[INPUT]
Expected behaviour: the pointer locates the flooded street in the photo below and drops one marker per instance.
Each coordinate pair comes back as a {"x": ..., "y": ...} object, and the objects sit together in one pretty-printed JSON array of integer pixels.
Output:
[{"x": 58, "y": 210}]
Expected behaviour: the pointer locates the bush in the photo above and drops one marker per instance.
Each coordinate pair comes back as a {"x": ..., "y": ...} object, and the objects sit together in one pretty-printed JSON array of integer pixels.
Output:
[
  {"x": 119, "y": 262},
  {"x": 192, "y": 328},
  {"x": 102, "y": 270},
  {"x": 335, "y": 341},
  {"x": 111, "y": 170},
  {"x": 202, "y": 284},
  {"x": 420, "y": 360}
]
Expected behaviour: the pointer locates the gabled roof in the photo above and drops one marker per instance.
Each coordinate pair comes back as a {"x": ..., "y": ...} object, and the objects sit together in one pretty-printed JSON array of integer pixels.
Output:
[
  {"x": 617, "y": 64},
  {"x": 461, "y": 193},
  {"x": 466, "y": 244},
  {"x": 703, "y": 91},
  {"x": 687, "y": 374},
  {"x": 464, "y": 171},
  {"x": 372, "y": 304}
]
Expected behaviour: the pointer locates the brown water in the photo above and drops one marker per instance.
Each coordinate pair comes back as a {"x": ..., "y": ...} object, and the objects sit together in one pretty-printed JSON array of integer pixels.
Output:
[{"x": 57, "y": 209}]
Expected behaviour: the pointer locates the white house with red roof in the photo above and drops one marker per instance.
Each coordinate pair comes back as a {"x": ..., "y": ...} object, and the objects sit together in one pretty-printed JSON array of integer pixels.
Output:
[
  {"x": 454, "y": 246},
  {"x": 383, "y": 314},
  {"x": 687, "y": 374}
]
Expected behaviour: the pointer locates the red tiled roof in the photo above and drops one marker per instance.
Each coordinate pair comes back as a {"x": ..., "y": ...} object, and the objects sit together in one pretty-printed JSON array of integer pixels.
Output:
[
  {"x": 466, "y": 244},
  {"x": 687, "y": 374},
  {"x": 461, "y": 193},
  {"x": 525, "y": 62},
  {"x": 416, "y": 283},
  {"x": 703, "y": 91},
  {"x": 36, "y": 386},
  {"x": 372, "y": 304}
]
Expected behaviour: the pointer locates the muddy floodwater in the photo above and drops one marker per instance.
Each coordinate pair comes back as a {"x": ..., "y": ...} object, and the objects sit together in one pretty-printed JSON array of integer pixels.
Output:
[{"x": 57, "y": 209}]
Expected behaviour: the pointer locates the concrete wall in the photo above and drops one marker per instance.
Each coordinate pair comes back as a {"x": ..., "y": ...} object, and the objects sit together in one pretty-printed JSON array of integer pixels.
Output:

[WRITTEN TASK] Please output each line of the material above as a JSON list of strings, one string per line, leaving out any blank lines.

[EXERCISE RESPONSE]
[
  "Expected behaviour: the pointer locates the flooded street in the photo below and drops one marker per instance.",
  "Each coordinate pair comes back as a {\"x\": ..., \"y\": ...} object, and the objects sit together in one pretty-printed JSON array of integer pixels.",
  "Output:",
  "[{\"x\": 58, \"y\": 210}]",
  "Expected behaviour: the pointer locates the bush in the photo above and drops one marker per instance.",
  "Each coordinate pair comes back as a {\"x\": ..., \"y\": ...} object, and the objects sit together in one pretty-printed JSON array of integer pixels.",
  "Output:",
  "[",
  "  {\"x\": 119, \"y\": 262},",
  "  {\"x\": 192, \"y\": 328},",
  "  {\"x\": 102, \"y\": 270},",
  "  {\"x\": 335, \"y\": 341},",
  "  {\"x\": 111, \"y\": 170},",
  "  {\"x\": 202, \"y\": 284},",
  "  {\"x\": 420, \"y\": 360}",
  "]",
  "Expected behaviour: the pointer locates the gabled roof in the photo above and drops one marker per instance.",
  "Each coordinate pair comes back as a {\"x\": ..., \"y\": ...} object, and the objects sit together in one pretty-printed JSON array of integer pixels.",
  "Output:",
  "[",
  "  {\"x\": 617, \"y\": 64},",
  "  {\"x\": 461, \"y\": 193},",
  "  {\"x\": 466, \"y\": 244},",
  "  {\"x\": 703, \"y\": 91},",
  "  {\"x\": 687, \"y\": 374},",
  "  {\"x\": 464, \"y\": 171},",
  "  {\"x\": 372, \"y\": 304}",
  "]",
  "Expected behaviour: the pointer locates the brown water in the photo above and drops one marker per instance.",
  "Each coordinate pair comes back as a {\"x\": ..., \"y\": ...} object, and the objects sit together in one pretty-printed JSON array of integer pixels.",
  "Output:",
  "[{\"x\": 57, \"y\": 209}]",
  "Expected behaviour: the pointer locates the white house with red roof in the photo above and drops one marker per instance.",
  "Each coordinate pair comes back as a {\"x\": ..., \"y\": ...} object, and the objects sit together in one pretty-printed JSON array of integer pixels.",
  "Output:",
  "[",
  "  {\"x\": 454, \"y\": 246},",
  "  {\"x\": 383, \"y\": 314},",
  "  {\"x\": 687, \"y\": 374}",
  "]",
  "Expected behaviour: the pointer locates the red tiled roof in the photo above and drops one marker per instance.",
  "Each coordinate pair comes back as a {\"x\": ..., \"y\": ...} object, and the objects sit together in one pretty-printed JSON array of integer pixels.",
  "Output:",
  "[",
  "  {\"x\": 466, \"y\": 244},",
  "  {\"x\": 687, \"y\": 374},",
  "  {\"x\": 461, \"y\": 193},",
  "  {\"x\": 525, \"y\": 62},",
  "  {\"x\": 416, \"y\": 283},",
  "  {\"x\": 703, \"y\": 91},",
  "  {\"x\": 36, \"y\": 386},",
  "  {\"x\": 372, \"y\": 304}",
  "]",
  "Expected behaviour: the pointer locates the muddy floodwater in the photo above and drops one marker per instance.",
  "Each coordinate pair comes back as a {\"x\": ..., \"y\": ...} object, and the objects sit together in one pretty-printed JSON array of integer pixels.",
  "Output:",
  "[{\"x\": 57, \"y\": 209}]",
  "Expected behaviour: the pointer locates the concrete wall in the photo above and drops one marker per instance.",
  "Each coordinate pair comes back as a {\"x\": ..., \"y\": ...} object, and the objects sit together in one pretty-printed JSON array of integer pixels.",
  "Output:"
]